**Problem requirements:**
Look for the word "white" in the records, and copy each line where it appears.

**Supplied entries:**
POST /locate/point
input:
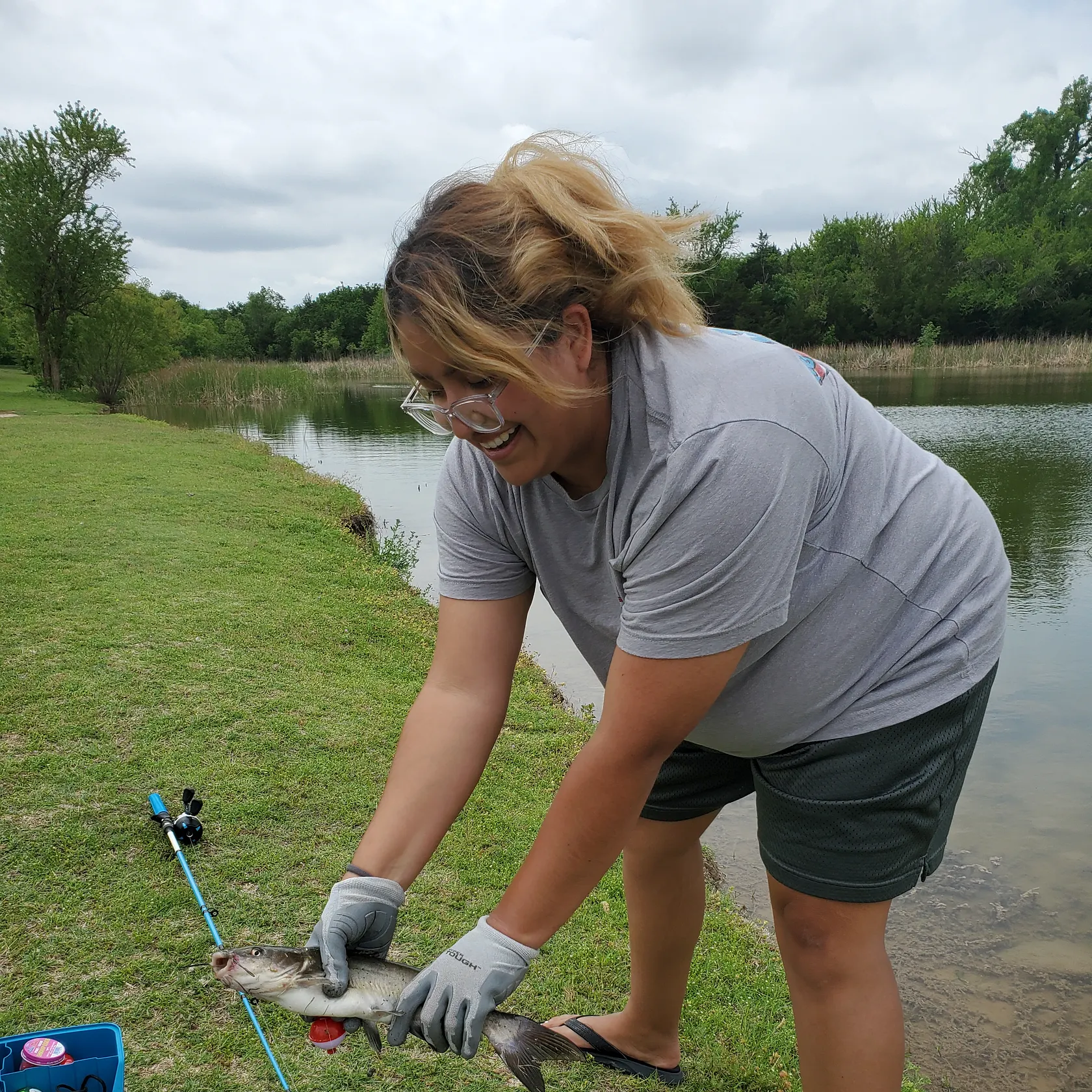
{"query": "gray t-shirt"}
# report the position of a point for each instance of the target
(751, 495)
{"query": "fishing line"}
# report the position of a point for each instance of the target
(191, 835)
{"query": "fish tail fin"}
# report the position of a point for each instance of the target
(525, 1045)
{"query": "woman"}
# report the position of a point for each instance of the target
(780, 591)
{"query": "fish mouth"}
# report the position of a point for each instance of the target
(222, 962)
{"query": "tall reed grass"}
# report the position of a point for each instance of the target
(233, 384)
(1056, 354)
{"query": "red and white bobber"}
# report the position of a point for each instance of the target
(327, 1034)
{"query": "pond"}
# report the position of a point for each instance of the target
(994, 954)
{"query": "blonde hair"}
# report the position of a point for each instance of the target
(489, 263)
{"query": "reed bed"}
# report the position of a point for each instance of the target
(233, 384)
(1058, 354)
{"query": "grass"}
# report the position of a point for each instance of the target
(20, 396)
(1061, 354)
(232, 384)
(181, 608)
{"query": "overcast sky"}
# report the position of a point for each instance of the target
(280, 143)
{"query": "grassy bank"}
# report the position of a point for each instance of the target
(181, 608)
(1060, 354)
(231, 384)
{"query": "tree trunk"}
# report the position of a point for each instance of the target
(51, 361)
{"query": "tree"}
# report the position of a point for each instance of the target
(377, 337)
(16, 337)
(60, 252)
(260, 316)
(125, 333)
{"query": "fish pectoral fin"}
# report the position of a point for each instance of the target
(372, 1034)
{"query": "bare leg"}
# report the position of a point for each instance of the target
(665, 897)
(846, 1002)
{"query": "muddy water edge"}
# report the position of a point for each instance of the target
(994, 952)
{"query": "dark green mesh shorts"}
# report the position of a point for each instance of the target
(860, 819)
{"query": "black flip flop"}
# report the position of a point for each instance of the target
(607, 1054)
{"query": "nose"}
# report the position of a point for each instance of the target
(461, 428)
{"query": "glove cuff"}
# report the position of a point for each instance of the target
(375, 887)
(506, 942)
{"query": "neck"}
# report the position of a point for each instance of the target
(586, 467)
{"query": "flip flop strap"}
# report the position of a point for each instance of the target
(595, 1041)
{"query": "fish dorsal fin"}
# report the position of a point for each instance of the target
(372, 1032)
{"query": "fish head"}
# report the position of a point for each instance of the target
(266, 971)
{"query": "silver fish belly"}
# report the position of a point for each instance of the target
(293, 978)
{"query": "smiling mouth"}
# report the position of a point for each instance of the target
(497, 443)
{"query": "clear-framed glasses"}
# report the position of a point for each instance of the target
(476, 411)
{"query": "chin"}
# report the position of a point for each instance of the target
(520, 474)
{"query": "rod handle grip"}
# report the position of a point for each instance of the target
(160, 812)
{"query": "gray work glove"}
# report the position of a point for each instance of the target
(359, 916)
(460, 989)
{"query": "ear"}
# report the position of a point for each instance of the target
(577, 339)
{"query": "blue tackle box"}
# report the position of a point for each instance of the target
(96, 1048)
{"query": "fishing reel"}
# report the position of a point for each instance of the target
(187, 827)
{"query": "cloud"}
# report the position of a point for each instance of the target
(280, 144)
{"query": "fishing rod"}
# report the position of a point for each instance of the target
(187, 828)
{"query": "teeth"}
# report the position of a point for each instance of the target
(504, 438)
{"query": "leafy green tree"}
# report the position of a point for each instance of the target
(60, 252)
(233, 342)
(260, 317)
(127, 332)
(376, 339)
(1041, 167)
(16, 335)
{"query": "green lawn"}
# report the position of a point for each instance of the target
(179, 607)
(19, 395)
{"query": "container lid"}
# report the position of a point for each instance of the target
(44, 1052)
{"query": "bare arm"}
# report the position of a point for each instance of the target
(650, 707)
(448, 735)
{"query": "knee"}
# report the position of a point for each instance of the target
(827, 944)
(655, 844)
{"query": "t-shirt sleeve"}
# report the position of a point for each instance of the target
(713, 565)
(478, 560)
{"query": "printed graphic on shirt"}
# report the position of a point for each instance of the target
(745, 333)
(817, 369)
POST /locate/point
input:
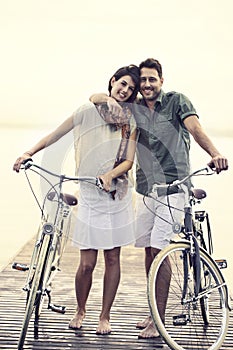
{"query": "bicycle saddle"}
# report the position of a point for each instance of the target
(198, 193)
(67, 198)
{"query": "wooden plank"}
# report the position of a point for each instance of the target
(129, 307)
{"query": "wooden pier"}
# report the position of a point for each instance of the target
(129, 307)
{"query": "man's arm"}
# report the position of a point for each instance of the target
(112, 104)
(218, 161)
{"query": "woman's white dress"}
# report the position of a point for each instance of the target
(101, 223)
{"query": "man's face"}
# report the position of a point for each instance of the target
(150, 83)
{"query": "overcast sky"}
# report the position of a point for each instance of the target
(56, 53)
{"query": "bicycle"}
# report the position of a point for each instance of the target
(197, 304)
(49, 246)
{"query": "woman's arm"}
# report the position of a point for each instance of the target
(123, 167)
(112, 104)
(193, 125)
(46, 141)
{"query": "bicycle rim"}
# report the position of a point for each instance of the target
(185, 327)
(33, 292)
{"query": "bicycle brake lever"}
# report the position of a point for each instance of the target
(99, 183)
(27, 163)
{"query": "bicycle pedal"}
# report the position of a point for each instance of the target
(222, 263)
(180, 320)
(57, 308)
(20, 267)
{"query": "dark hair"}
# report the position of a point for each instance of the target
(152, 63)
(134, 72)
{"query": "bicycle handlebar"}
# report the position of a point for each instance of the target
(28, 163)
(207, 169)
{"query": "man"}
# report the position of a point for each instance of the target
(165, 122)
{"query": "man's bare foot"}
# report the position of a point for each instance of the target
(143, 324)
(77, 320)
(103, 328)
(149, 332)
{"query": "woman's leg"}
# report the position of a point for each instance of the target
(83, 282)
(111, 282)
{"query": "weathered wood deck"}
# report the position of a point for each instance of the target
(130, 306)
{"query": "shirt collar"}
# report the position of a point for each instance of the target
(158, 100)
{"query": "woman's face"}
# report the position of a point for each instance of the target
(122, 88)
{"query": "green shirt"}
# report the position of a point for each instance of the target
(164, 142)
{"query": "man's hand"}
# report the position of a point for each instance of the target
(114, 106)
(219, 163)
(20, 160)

**Result of the task:**
{"query": "red and white bobber"}
{"query": "woman's white dress"}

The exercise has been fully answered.